About this exercise: Copy each line of the entries that includes the word "nightstand".

[Start of section]

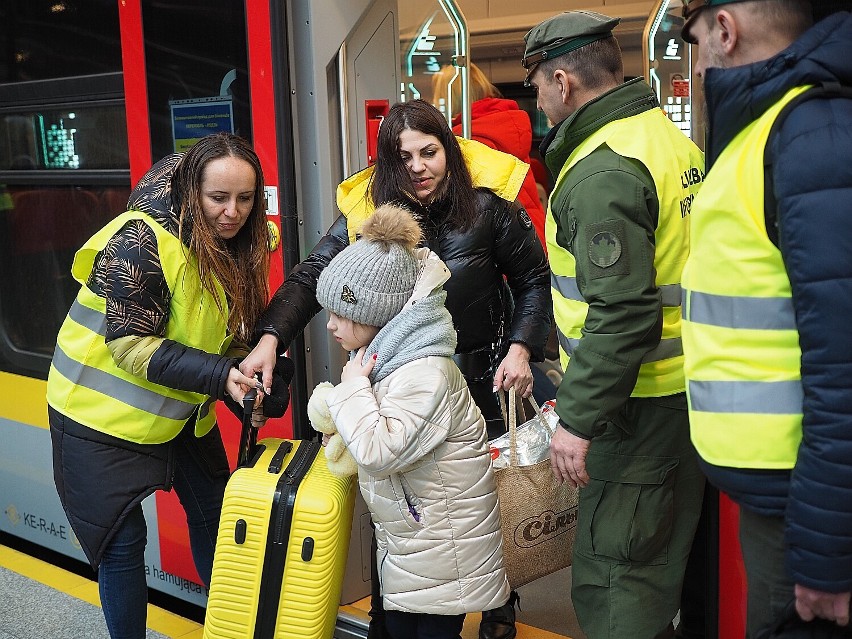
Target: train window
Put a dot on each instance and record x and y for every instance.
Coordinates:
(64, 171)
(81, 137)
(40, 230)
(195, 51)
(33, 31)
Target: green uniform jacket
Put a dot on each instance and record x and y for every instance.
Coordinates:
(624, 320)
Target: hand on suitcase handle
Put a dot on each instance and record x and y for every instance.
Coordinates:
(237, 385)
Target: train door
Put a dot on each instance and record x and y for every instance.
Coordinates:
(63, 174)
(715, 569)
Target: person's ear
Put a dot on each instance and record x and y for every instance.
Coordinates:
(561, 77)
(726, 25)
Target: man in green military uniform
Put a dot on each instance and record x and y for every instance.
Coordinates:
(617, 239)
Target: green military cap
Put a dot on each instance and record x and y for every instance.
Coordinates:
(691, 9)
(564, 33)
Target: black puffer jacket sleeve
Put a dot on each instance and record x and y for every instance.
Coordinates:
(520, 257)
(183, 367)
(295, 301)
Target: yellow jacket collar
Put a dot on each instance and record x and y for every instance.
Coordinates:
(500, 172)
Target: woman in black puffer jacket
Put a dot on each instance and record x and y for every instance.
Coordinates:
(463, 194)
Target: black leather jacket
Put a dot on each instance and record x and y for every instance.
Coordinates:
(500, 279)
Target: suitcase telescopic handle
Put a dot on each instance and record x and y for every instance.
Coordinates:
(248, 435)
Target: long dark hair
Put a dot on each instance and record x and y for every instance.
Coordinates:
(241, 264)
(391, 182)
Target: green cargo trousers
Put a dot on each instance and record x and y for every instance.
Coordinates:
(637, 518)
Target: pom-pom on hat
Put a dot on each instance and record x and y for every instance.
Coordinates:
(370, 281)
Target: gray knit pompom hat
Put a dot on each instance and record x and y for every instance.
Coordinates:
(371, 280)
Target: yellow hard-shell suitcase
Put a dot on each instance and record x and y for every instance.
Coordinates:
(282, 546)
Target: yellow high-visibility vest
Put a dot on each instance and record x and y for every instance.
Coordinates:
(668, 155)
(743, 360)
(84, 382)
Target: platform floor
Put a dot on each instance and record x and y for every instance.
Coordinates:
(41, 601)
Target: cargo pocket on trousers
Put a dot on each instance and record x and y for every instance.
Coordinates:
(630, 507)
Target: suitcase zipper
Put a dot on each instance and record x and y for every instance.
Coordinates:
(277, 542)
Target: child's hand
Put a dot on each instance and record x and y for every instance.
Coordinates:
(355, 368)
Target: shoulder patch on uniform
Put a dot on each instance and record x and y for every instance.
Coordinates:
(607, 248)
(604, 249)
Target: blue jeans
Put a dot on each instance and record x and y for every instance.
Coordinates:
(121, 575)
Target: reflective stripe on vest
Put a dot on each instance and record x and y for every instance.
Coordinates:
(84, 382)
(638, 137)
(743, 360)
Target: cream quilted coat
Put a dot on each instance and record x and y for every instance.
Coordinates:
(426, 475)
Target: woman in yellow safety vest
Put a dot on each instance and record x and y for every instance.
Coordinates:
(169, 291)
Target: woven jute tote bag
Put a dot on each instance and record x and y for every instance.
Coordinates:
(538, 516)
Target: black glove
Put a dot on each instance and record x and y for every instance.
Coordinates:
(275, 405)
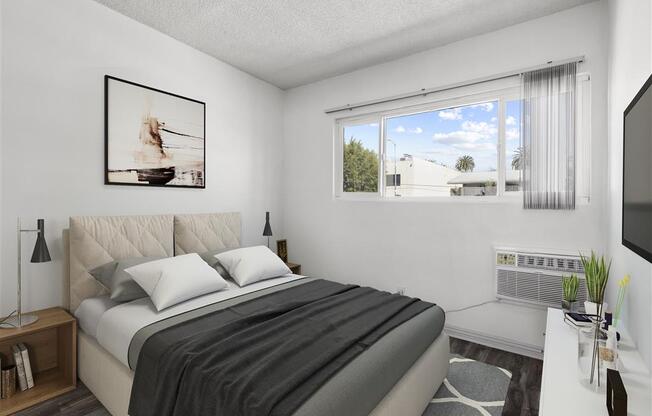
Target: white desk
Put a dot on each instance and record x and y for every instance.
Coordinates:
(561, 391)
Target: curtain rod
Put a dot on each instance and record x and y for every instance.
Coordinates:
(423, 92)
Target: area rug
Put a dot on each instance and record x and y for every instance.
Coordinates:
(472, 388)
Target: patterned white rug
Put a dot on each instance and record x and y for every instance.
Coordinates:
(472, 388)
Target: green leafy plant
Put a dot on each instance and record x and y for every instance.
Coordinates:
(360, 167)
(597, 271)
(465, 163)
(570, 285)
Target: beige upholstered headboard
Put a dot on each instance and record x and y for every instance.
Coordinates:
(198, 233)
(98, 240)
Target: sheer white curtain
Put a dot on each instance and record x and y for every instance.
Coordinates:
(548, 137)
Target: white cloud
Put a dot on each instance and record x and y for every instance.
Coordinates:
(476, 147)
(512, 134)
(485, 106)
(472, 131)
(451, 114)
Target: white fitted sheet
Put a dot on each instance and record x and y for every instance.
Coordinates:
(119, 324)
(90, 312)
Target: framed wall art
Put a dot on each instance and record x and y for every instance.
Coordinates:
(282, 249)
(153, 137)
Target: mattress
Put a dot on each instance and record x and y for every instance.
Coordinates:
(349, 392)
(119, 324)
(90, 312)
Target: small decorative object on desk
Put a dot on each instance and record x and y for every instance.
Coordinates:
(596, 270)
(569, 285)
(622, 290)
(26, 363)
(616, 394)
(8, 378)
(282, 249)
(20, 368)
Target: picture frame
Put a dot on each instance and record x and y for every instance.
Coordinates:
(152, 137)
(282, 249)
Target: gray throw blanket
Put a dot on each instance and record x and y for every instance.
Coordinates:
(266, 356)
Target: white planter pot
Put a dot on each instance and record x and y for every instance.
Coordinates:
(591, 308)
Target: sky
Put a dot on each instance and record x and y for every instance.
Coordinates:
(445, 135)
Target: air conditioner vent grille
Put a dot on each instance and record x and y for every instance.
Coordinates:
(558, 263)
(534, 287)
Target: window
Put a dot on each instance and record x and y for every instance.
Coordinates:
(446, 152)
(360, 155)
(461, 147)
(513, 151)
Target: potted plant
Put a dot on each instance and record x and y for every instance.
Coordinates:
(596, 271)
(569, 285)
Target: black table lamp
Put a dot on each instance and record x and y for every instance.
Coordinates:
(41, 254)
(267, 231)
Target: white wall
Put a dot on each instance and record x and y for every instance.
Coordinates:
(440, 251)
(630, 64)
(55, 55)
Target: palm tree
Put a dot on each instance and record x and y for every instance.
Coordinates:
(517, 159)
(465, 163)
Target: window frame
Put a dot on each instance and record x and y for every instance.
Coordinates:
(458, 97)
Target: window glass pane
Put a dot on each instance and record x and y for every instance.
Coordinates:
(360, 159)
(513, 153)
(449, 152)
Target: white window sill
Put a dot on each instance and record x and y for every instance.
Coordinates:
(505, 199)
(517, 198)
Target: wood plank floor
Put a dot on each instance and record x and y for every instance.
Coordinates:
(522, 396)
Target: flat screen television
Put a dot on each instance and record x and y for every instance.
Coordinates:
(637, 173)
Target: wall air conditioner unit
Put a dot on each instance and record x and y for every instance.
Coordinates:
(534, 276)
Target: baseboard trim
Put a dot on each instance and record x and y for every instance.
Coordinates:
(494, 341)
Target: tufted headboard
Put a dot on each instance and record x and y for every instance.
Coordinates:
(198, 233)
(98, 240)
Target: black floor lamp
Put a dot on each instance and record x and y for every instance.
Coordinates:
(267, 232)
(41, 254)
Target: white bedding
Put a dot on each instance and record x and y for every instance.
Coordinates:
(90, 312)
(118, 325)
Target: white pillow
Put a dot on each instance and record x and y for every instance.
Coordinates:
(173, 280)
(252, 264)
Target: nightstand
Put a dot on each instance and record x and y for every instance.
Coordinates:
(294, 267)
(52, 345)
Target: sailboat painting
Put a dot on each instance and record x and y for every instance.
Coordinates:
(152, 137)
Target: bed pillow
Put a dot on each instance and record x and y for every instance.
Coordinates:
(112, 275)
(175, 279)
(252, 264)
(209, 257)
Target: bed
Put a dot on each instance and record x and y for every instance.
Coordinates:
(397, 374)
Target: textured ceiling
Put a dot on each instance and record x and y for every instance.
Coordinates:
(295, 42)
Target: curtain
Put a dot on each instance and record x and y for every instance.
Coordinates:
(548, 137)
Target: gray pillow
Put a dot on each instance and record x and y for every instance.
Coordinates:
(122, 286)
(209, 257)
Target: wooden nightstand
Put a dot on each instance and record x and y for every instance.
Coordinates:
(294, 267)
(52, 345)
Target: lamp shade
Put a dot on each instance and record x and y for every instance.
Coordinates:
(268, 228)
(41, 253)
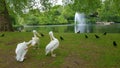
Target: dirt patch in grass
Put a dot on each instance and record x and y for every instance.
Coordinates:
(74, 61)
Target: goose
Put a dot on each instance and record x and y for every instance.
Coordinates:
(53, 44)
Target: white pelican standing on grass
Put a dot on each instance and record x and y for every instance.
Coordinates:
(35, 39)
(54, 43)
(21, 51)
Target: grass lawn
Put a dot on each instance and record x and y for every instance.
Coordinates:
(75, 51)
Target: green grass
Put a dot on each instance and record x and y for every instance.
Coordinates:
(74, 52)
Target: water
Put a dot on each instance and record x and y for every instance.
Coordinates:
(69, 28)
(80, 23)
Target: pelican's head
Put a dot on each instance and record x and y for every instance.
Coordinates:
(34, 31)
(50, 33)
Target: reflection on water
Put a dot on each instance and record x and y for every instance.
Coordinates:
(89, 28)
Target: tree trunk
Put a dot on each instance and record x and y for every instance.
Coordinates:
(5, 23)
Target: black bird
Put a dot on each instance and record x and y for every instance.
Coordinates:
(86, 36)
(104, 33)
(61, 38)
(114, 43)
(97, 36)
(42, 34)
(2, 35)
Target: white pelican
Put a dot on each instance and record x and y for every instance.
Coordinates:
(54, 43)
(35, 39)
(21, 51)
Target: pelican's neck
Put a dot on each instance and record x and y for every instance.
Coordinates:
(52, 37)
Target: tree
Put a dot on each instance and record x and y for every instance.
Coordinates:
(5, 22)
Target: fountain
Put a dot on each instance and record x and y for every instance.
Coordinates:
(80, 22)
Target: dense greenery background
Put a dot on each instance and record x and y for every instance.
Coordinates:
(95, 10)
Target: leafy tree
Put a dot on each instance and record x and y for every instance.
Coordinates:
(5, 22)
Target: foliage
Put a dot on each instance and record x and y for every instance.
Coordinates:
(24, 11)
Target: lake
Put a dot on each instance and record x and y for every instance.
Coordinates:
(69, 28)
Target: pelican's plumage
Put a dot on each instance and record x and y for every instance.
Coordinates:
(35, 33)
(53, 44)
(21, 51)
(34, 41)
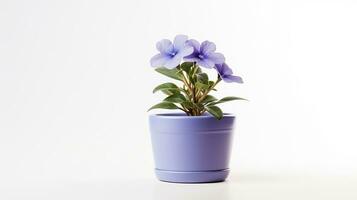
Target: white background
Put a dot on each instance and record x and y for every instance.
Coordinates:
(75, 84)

[End of section]

Output:
Target: nightstand
Target: wooden nightstand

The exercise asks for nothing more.